- QUOTED TEXT:
· · · · ·
[ovs-dev] [PATCH v4 6/6] Classifier: Track address prefixes.
Ben Pfaff
blp at nicira.com
Tue Dec 3 22:58:47 UTC 2013
On Tue, Nov 26, 2013 at 11:24:52AM -0800, Jarno Rajahalme wrote:
> Add a prefix tree (trie) structure for tracking the used address
> space, enabling skipping classifier tables containing longer masks
> than necessary for an address field value in a flow being classified.
> This enables less unwildcarding for datapath flows in parts of the
> address space without host routes.
>
> Trie lookup is interwoven to the staged lookup, so that a trie is
> searched only when the configured trie field field becomes relevant
> for the lookup. The trie lookup results are retained so that each
> trie is checked at most once for each classifier lookup.
· · · · ·
What does the patch description above say, summed up in two sentences? The material is unrelated to the patch description above.

- GIVEN DATA:
· · · · ·
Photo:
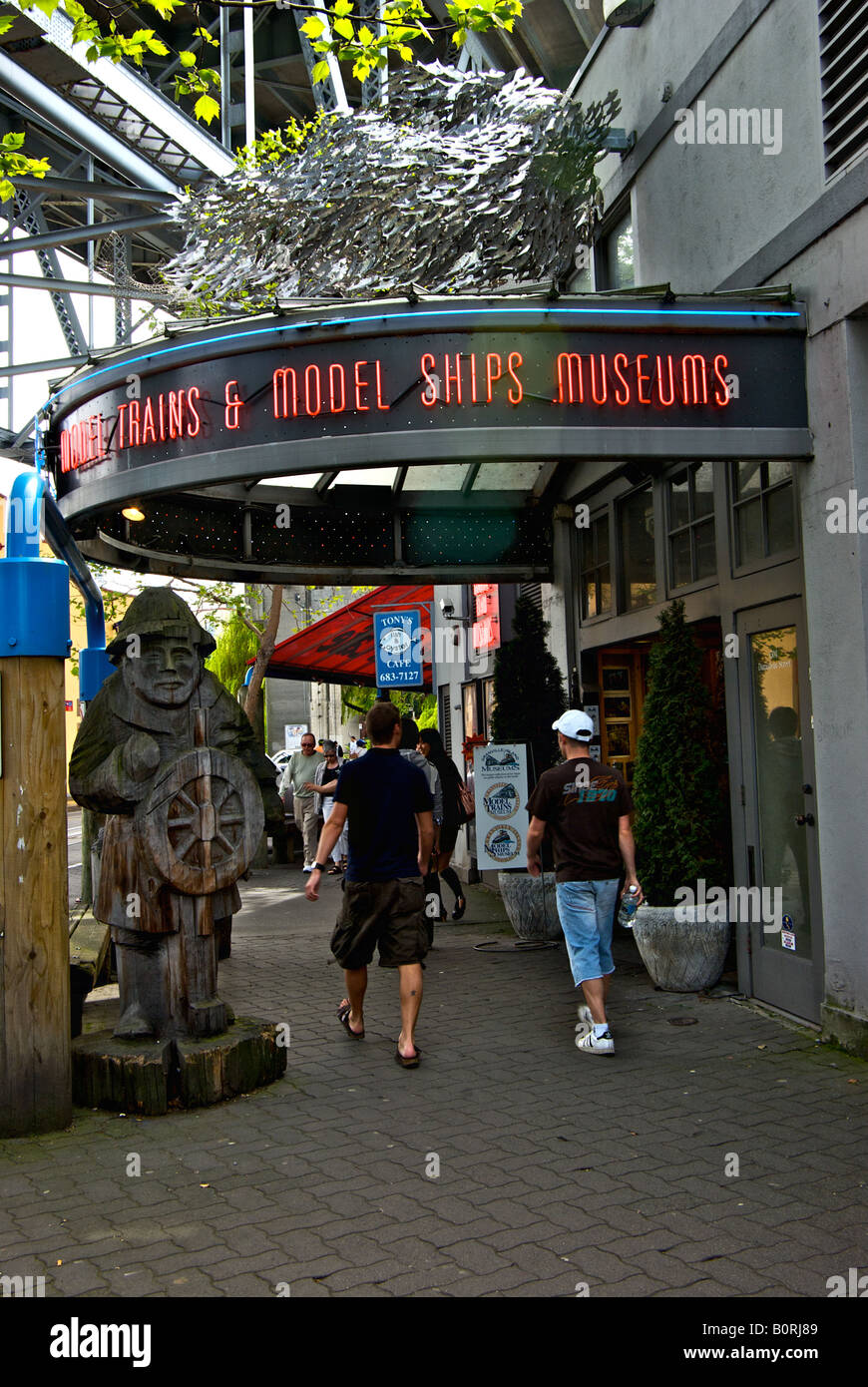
· · · · ·
- EXERCISE SOLUTION:
The patch adds a prefix tree (trie) that tracks the used address space, letting the classifier skip tables with masks longer than an address field value in a flow requires, which means less unwildcarding for datapath flows in parts of the address space without host routes. Trie lookup is interwoven with the staged lookup, so a trie is searched only when its configured field becomes relevant, and the results are retained so each trie is checked at most once per classifier lookup.